[Excerpts from a dataset on pointing to objects]
- - - -

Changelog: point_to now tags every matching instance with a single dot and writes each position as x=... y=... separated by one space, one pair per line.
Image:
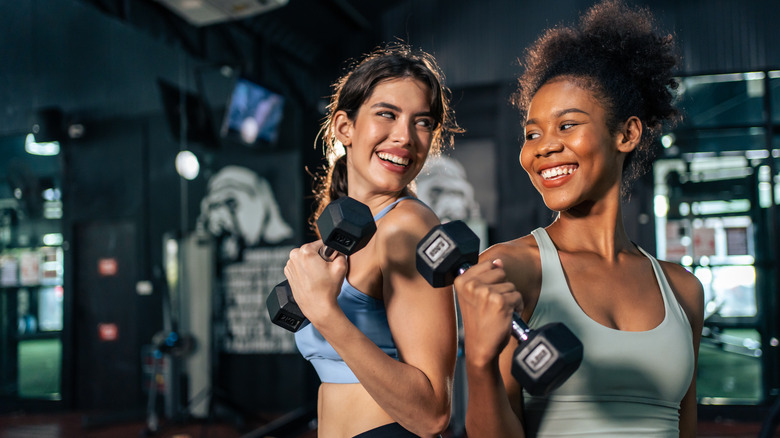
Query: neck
x=594 y=228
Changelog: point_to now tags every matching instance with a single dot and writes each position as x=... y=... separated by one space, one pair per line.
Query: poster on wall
x=252 y=206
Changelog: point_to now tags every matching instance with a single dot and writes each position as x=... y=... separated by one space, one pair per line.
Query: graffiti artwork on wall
x=253 y=243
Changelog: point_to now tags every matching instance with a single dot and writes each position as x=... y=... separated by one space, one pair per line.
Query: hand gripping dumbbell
x=545 y=357
x=346 y=226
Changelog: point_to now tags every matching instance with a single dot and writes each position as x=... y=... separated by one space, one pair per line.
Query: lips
x=392 y=158
x=552 y=173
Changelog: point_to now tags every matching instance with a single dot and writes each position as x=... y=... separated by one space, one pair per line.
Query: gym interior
x=141 y=227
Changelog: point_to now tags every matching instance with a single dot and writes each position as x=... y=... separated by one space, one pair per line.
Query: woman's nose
x=402 y=132
x=551 y=145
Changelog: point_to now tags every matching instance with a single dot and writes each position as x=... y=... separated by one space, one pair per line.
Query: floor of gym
x=71 y=425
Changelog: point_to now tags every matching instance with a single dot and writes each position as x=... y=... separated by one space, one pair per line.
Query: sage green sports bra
x=629 y=383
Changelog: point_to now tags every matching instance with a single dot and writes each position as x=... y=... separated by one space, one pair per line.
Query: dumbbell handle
x=327 y=253
x=519 y=327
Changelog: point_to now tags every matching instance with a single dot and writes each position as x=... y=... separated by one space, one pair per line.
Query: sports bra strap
x=384 y=211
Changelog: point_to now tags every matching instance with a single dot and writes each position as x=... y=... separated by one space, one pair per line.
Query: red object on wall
x=107 y=267
x=108 y=332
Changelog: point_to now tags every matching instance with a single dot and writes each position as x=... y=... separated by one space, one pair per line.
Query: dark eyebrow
x=386 y=105
x=559 y=114
x=397 y=109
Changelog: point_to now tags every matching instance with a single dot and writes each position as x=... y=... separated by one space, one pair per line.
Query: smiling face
x=389 y=139
x=569 y=153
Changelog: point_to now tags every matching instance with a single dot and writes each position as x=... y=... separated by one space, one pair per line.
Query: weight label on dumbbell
x=538 y=358
x=437 y=249
x=343 y=239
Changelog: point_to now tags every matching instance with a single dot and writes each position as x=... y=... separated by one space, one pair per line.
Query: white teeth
x=557 y=171
x=393 y=159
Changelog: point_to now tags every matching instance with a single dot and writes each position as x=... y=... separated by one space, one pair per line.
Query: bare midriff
x=345 y=410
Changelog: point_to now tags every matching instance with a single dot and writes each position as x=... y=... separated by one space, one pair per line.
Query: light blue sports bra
x=369 y=316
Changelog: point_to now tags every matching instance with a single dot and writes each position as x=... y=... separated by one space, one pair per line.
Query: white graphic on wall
x=240 y=210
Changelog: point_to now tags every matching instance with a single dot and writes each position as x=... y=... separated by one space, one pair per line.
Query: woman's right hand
x=315 y=283
x=487 y=301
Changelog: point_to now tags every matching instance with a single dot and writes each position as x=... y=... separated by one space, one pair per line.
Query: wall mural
x=253 y=242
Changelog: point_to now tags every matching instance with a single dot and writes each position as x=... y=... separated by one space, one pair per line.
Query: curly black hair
x=617 y=53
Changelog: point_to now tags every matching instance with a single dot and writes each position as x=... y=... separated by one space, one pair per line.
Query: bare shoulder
x=407 y=217
x=688 y=290
x=402 y=228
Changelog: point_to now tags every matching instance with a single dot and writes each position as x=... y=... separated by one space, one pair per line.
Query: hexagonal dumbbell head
x=346 y=226
x=446 y=251
x=283 y=310
x=548 y=356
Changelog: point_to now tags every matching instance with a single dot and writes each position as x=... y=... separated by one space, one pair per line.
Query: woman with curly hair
x=382 y=340
x=593 y=98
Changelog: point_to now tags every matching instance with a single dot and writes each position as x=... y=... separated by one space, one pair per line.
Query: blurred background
x=156 y=161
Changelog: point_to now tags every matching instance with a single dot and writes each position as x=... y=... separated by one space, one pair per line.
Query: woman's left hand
x=315 y=283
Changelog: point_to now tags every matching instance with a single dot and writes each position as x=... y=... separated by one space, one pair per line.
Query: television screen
x=253 y=114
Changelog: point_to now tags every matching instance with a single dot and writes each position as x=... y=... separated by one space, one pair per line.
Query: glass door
x=716 y=195
x=31 y=272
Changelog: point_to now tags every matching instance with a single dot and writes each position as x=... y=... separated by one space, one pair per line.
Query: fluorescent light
x=46 y=149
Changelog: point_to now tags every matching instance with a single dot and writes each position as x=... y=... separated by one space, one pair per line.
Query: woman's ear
x=343 y=128
x=630 y=135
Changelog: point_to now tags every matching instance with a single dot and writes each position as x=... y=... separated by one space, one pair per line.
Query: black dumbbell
x=346 y=226
x=544 y=358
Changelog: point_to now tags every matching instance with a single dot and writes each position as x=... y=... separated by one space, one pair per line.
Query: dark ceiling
x=313 y=33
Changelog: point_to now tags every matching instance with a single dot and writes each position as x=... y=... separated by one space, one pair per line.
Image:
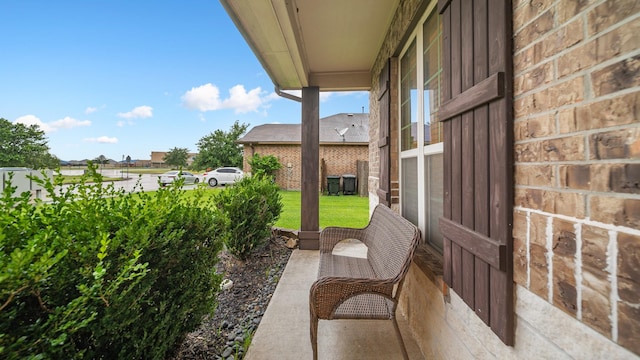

- - - -

◆ Task to carry out
Select and copy every line of the entries above that contains the word "woman".

◆ Response for this exercise
Query: woman's nose
Query: woman's right hand
Query: woman with curly hair
Query: woman's left hand
Query: woman's ear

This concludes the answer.